■ WORK TO BE COMPLETED:
Rewrite the stretch of the speech criticizing Labour from "The next election" through "to build houses.", substituting "hotel" for "motel".

** Opening SELECTED EXTRACT block **

Every week I hear from thousands of Kiwis who are ambitious – ambitious for their jobs, for their families and for their country. They want a health system that treats them quickly when they need it, an education system that offers opportunity to their kids, and homes they can be proud of – to call their own.

They want to pay their bills and provide for themselves – they want to make decisions for themselves – they want their mums and dads and kids to be safe. That’s the country I want for New Zealand and the ambition I have for New Zealanders.

The next election will be on us quickly. We have just over two years. It is an election that is easily winnable – if National focuses on the things that matter to New Zealand – to those kiwis who deserve more.

You see, Labour is a party that is failing to deliver in almost every area that matters to New Zealand and New Zealanders. They’re rushing through changes and making announcements they didn’t campaign on and without New Zealanders having their say.

They are giving away your money with wasteful spending – they bought a motel in Rotorua for the homeless for $8.1 million when it was barely worth $4 million.

And you can’t trust labour on taxes. They ruled out any new taxes before the last election and then announced a Ute Tax afterwards. Penalising the very people who got the economy through lockdown – our farmers and the tradies we desperately need to build houses.

Labour is spin over reality – a hard-working family can’t live in one of the KiwiBuild houses they announced but will never build.

They promised we would be front of the queue for the Covid-19 vaccine. We’re currently last in the OECD.

Labour campaigned in 2017 on housing, mental health, light rail and child poverty.

Kiwibuild failed and house prices have risen $290,000 in just four years.

They’ve failed to deliver on their housing promise and what’s worse bought 4000 houses from the private sector - competing against first home buyers who should have been able to own them.

Labour promised to address mental health and announced $1.9 billion of spending. The money hasn’t been spent and mental health has become worse. Almost everyone I speak to knows someone who needs help. Labour failed to deliver – they’ve added just five – FIVE – extra mental health beds.

Jacinda Ardern promised to lift 100,000 children out of poverty by 2020. Child Poverty got worse. She simply failed to deliver – today there are 1500 more children in poverty than when she became prime minister.

Labour promised Light Rail down Dominion Road within four years. Four years later, they are still consulting. $35 million has been spent on consultants, yet nothing has been achieved.

Labour failed to deliver on that promise to Aucklanders.

Three weeks ago we started a campaign to Demand the Debate – the debate on things that matter to Kiwis. You see Labour is making decisions that the public deserves a say on.

It is making changes that have wide-ranging consequences for the type of country we live in and the type of place our children will inherit. Changes they didn’t tell voters about.

Take the oil and gas ban. They announced this on the steps of Parliament to Russell Norman from Greenpeace without campaigning or consulting the people that matter most – New Zealanders. Instead, Labour announced the ban to be a signal for climate change. The consequence is we will import two million tonnes of coal from Indonesia this year to generate electricity in the Huntly coal power station – most other countries use natural gas to transition towards a greener economy.

At a time when nurses are feeling undervalued and underpaid and our health system struggles as they look to Australia for better opportunities, Labour announced a $785 million cycle bridge over Waitematā Harbour. They campaigned on roads for everyone before the election, and then cancelled them the very same day they announced a cycle bridge after the election. Do you remember the debate on this? I certainly don’t.

** Closing SELECTED EXTRACT block **
** Opening RECORD EXTRACTS block **

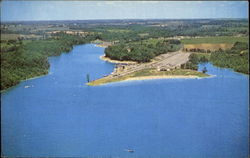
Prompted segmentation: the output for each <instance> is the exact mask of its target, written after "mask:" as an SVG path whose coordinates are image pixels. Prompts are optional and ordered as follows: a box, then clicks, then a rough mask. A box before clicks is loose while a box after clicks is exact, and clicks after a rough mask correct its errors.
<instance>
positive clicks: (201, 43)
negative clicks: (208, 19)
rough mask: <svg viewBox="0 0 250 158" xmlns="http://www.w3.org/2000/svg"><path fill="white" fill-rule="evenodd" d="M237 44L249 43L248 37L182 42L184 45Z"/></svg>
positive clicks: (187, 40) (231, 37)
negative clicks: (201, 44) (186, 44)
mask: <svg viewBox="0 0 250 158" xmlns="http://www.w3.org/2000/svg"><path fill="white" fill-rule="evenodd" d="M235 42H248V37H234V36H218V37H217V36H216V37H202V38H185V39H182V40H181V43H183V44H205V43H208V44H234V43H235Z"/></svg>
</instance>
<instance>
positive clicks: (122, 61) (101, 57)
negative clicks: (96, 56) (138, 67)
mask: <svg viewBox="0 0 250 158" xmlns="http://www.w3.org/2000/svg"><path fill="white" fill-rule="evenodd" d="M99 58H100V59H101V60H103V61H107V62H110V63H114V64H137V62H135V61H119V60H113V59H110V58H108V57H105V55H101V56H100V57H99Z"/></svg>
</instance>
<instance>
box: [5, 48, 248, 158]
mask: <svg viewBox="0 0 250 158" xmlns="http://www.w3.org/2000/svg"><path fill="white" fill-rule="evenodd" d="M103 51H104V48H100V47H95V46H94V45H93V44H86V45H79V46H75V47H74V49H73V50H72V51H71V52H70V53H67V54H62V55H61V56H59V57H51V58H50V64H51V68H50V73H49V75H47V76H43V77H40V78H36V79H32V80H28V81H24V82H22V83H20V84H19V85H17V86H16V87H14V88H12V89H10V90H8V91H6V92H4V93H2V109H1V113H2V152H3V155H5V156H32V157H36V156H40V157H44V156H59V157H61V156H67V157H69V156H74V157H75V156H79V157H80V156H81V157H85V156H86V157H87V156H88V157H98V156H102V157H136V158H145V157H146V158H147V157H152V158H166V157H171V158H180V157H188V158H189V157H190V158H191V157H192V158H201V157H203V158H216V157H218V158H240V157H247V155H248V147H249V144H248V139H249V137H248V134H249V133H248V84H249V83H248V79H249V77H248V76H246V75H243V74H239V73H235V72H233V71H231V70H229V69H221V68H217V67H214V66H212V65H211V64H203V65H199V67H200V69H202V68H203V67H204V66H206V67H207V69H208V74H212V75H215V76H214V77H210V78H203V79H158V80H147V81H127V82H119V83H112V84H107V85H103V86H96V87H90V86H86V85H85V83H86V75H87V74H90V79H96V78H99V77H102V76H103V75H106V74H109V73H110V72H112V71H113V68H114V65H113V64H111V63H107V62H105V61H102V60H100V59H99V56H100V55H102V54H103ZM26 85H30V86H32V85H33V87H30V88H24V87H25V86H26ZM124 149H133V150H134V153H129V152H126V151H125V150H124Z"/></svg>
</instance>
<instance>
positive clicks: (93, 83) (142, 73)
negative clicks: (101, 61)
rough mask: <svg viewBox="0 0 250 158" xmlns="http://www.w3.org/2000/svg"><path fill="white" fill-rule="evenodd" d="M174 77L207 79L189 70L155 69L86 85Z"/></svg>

** Closing RECORD EXTRACTS block **
** Opening RECORD EXTRACTS block **

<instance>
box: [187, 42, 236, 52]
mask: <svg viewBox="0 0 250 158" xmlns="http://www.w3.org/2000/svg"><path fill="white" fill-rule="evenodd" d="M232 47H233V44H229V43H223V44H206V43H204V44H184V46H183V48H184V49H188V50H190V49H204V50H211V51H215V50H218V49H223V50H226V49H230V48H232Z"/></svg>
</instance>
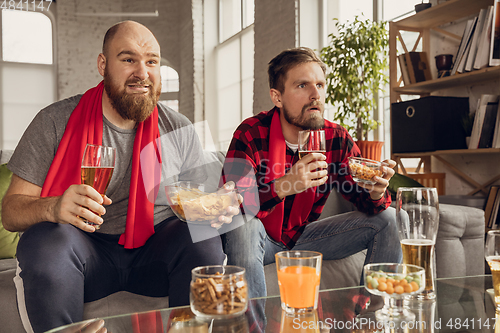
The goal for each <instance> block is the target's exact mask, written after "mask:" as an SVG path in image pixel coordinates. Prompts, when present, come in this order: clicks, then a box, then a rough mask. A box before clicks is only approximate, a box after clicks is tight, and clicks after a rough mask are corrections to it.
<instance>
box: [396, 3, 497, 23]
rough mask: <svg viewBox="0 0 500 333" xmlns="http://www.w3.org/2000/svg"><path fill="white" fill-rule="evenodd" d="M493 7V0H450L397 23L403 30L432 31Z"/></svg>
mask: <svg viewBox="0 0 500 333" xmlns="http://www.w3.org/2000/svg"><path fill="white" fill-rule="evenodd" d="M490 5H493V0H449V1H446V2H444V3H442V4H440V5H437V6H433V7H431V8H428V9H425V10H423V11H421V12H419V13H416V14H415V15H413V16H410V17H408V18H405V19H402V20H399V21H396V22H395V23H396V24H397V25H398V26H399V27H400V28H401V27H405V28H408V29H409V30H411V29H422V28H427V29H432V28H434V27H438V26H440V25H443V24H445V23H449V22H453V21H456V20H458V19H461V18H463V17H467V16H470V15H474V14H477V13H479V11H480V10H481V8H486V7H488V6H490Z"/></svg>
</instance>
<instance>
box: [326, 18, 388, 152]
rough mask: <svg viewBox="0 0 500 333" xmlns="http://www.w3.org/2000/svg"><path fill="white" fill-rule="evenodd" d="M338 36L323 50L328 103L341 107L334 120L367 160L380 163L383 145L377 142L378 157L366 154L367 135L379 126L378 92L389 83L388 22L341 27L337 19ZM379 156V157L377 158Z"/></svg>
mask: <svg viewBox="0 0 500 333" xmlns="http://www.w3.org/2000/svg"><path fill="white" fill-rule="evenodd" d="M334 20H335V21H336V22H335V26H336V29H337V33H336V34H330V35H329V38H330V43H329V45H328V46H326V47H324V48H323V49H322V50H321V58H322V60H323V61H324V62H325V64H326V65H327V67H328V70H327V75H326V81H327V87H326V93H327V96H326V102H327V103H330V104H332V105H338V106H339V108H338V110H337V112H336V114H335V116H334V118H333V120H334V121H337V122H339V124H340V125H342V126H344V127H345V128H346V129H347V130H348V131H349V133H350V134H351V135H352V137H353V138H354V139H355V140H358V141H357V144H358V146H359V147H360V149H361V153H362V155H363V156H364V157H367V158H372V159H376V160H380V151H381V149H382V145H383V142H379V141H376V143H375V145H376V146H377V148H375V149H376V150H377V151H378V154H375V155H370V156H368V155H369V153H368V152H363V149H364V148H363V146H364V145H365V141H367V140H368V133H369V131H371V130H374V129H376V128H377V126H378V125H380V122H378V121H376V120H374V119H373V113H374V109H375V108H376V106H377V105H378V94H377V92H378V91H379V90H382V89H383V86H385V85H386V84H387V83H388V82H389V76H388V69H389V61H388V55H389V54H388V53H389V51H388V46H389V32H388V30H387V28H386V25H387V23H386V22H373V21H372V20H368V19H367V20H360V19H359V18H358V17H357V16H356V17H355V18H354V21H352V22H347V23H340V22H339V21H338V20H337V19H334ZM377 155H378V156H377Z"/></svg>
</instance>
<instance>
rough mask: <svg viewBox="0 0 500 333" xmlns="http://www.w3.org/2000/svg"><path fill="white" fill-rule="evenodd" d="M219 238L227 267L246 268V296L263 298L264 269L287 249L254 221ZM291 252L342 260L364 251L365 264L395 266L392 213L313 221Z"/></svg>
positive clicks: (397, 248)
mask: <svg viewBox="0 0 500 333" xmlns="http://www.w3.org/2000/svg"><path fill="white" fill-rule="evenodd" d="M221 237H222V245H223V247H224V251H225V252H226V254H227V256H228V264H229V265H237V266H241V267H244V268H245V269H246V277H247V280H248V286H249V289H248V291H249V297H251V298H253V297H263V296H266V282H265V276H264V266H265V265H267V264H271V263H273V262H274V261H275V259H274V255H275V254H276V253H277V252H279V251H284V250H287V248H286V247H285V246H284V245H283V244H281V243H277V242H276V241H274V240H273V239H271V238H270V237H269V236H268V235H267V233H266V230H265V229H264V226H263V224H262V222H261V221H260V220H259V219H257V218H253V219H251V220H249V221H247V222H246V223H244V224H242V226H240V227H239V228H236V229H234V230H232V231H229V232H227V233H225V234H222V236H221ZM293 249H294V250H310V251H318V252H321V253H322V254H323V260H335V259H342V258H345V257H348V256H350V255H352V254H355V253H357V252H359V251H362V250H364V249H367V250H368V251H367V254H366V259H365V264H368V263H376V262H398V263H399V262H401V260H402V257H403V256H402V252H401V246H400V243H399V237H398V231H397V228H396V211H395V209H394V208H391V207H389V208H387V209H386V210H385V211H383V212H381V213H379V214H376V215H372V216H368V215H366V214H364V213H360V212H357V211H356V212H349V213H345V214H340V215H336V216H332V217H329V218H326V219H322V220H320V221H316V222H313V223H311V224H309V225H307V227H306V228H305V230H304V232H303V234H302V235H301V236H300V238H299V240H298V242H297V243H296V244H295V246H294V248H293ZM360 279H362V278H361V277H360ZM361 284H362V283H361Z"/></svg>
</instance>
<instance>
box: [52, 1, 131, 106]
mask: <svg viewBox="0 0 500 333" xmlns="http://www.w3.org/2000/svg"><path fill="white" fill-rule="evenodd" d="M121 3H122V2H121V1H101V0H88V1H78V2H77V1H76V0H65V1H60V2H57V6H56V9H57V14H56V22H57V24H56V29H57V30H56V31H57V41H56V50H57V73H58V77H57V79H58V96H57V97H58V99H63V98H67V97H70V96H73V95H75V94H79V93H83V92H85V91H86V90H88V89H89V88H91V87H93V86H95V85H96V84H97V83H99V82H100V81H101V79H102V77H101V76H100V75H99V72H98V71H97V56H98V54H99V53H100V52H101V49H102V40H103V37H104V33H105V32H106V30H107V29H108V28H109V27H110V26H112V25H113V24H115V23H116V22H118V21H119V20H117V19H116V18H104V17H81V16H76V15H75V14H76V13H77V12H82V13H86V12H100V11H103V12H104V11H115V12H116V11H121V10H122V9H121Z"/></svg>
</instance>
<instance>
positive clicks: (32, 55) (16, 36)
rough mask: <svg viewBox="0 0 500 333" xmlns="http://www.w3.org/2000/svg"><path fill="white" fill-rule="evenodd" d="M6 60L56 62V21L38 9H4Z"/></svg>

** Closing RECORD EXTRACTS block **

■ EXPECTED ANSWER:
The next election will be on us quickly. We have just over two years. It is an election that is easily winnable – if National focuses on the things that matter to New Zealand – to those kiwis who deserve more.

You see, Labour is a party that is failing to deliver in almost every area that matters to New Zealand and New Zealanders. They’re rushing through changes and making announcements they didn’t campaign on and without New Zealanders having their say.

They are giving away your money with wasteful spending – they bought a hotel in Rotorua for the homeless for $8.1 million when it was barely worth $4 million.

And you can’t trust labour on taxes. They ruled out any new taxes before the last election and then announced a Ute Tax afterwards. Penalising the very people who got the economy through lockdown – our farmers and the tradies we desperately need to build houses.